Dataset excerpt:
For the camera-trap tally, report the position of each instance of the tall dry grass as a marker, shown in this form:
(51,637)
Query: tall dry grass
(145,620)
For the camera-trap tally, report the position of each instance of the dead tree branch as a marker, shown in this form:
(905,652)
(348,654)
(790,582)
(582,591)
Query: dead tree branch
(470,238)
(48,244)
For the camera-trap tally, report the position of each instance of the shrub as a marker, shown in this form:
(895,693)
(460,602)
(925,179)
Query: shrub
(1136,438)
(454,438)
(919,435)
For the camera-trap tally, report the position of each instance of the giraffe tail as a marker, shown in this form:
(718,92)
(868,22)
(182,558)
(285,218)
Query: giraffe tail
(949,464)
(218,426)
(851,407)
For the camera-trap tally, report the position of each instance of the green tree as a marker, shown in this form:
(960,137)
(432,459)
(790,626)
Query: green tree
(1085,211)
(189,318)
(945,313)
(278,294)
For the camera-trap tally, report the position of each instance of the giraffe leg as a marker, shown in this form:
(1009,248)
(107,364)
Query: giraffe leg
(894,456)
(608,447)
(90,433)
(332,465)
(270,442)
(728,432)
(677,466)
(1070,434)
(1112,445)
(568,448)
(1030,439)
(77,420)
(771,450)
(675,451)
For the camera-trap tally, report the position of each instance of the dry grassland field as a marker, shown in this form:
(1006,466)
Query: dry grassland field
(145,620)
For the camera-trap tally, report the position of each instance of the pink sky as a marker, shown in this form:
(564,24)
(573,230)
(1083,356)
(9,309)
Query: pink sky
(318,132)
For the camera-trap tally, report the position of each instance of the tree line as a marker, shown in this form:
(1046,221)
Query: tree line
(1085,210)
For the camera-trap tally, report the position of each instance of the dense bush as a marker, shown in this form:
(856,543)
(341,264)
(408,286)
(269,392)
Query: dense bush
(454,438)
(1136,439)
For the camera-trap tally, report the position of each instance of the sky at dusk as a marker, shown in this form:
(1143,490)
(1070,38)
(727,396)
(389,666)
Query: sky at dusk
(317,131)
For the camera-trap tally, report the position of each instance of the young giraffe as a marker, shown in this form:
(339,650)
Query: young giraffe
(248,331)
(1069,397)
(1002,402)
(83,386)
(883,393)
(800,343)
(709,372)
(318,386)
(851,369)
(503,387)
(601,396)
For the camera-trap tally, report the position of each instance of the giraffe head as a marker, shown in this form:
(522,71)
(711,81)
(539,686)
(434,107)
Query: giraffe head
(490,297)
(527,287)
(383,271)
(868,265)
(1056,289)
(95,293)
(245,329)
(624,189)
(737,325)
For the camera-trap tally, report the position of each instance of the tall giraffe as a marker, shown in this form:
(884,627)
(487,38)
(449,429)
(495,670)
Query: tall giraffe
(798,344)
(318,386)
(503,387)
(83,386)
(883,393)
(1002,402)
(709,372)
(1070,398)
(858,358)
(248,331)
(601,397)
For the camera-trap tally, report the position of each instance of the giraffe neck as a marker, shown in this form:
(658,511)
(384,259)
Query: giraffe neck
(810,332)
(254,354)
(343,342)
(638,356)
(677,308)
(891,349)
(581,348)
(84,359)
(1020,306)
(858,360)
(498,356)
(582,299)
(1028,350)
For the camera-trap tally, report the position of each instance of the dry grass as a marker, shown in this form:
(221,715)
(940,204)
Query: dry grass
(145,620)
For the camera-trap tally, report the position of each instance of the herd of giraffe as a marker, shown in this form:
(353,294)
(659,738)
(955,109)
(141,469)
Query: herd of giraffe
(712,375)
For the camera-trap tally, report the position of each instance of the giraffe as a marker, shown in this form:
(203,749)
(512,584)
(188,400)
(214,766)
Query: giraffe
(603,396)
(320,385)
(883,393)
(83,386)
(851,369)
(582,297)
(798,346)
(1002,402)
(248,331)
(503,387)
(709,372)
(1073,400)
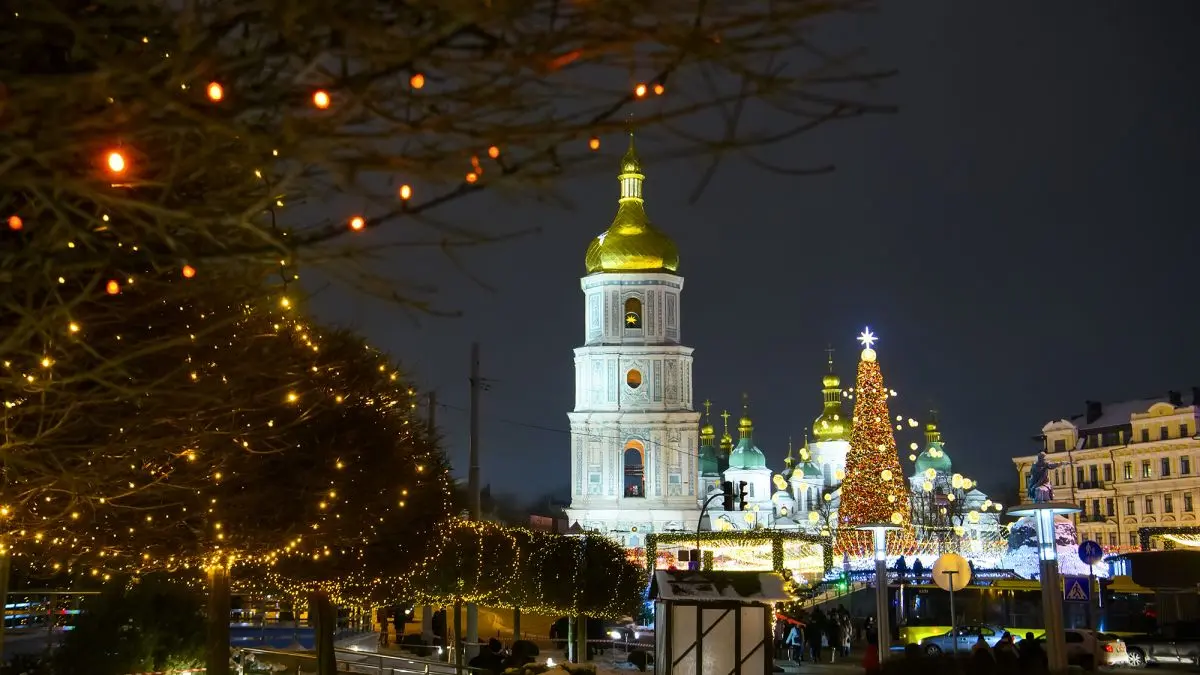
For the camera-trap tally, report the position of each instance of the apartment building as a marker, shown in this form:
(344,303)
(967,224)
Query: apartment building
(1127,465)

> TO BE DONE: Can you give all the lines above again with "camera-trap tally" renamed to "wildlife survey", changing nothing else and leaving out the pictures?

> EXERCISE SOLUTION:
For the wildlife survey, report the position of each instance of the tall dry grass as a marker, shown in this form:
(51,637)
Query: tall dry grass
(145,620)
For the wildlife survey, report the position of each instance of the dead tree branch as a marker, shown in this form:
(905,652)
(348,654)
(790,582)
(582,591)
Query: dead tree branch
(470,238)
(48,244)
For the wildlife survey, report the position of each instance of the shrub as a marker, shown in this form:
(895,693)
(460,602)
(925,179)
Query: shrub
(1136,438)
(454,438)
(919,435)
For the wildlife survey, report the position of each instance of the giraffe tail as a marker, shown in this form:
(718,92)
(868,22)
(182,558)
(285,218)
Query: giraffe tail
(949,464)
(218,426)
(851,407)
For the wildlife survey, report the position of each instance of the green tree as a marker, shown in this form:
(960,137)
(432,459)
(790,626)
Query: green tree
(1085,211)
(189,318)
(945,313)
(278,294)
For the wildlife survey, report the position of each instance of the giraffe leg as a marker, shown in this form:
(1009,248)
(107,364)
Query: giraffe leg
(894,456)
(608,447)
(90,433)
(332,465)
(270,442)
(728,432)
(677,466)
(1070,434)
(1112,445)
(568,448)
(1030,439)
(77,420)
(771,450)
(675,451)
For the wildlife survey, report the position of each instance of the dry grassland field as a marker, shown in this form:
(1006,466)
Query: dry grassland field
(145,620)
For the wildlife survey, report the position of each instance of the pink sky as a marker, shown in this form:
(564,24)
(573,230)
(1083,356)
(9,309)
Query: pink sky
(318,132)
For the wildlife survey, report the position of each instance of the tree line as a marker, shown in this form:
(1046,221)
Query: tree line
(1085,210)
For the wildlife survey, report the position of each instance of the dense bush as a marker, shown in this form:
(856,543)
(341,264)
(408,286)
(269,392)
Query: dense bush
(454,438)
(1136,439)
For the wildlife survey, report the position of each instance of the sky at dusk as a marker, shown in this form:
(1143,490)
(1070,38)
(727,396)
(389,666)
Query: sky at dusk
(317,131)
For the wildlife survey, report the position of each instance of the young giraffe as a marker, shown in this form:
(339,650)
Query: young giraffe
(248,331)
(1069,397)
(1002,402)
(83,386)
(883,393)
(800,343)
(709,372)
(318,386)
(851,369)
(503,387)
(601,396)
For the wildlife survey, report the position of each instance of the giraffe head as a marker, shown in this form:
(522,71)
(711,81)
(539,686)
(434,107)
Query: giraffe head
(490,297)
(527,287)
(383,271)
(868,265)
(1056,289)
(95,293)
(245,329)
(624,189)
(737,325)
For the wildlife survey, report the position of each instance of the tall giraffe as a marker, shown in this form:
(884,627)
(487,38)
(449,429)
(495,670)
Query: tall giraffe
(798,344)
(318,386)
(503,387)
(83,386)
(883,393)
(1002,402)
(709,372)
(1070,398)
(858,358)
(248,331)
(601,397)
For the wildlife survey, report the position of each instance of the giraffe neck as a marker, shown in this form:
(658,511)
(384,259)
Query: giraffe neck
(810,332)
(254,354)
(343,342)
(638,356)
(677,308)
(891,349)
(581,348)
(84,359)
(1020,306)
(858,360)
(498,356)
(582,299)
(1028,350)
For the wildlife survey, report the position of each instance of the dry grass as a marker, shown in this form:
(221,715)
(940,204)
Query: dry grass
(145,620)
For the wildlife survey, report the position of each instance of the herd of giraffe as a marker, shown in this form:
(353,294)
(659,738)
(955,109)
(141,469)
Query: herd of giraffe
(712,375)
For the wildlife survey, report the position of each instance of the giraffe as a marker, shown in this form:
(203,749)
(512,584)
(188,400)
(214,766)
Query: giraffe
(603,396)
(320,385)
(883,393)
(83,386)
(851,369)
(582,297)
(798,346)
(1002,402)
(248,331)
(503,387)
(709,372)
(1073,400)
For the wildlife survey, report the position of each instance of the apartment building as a marker, shown in this form:
(344,303)
(967,224)
Query: apartment building
(1127,465)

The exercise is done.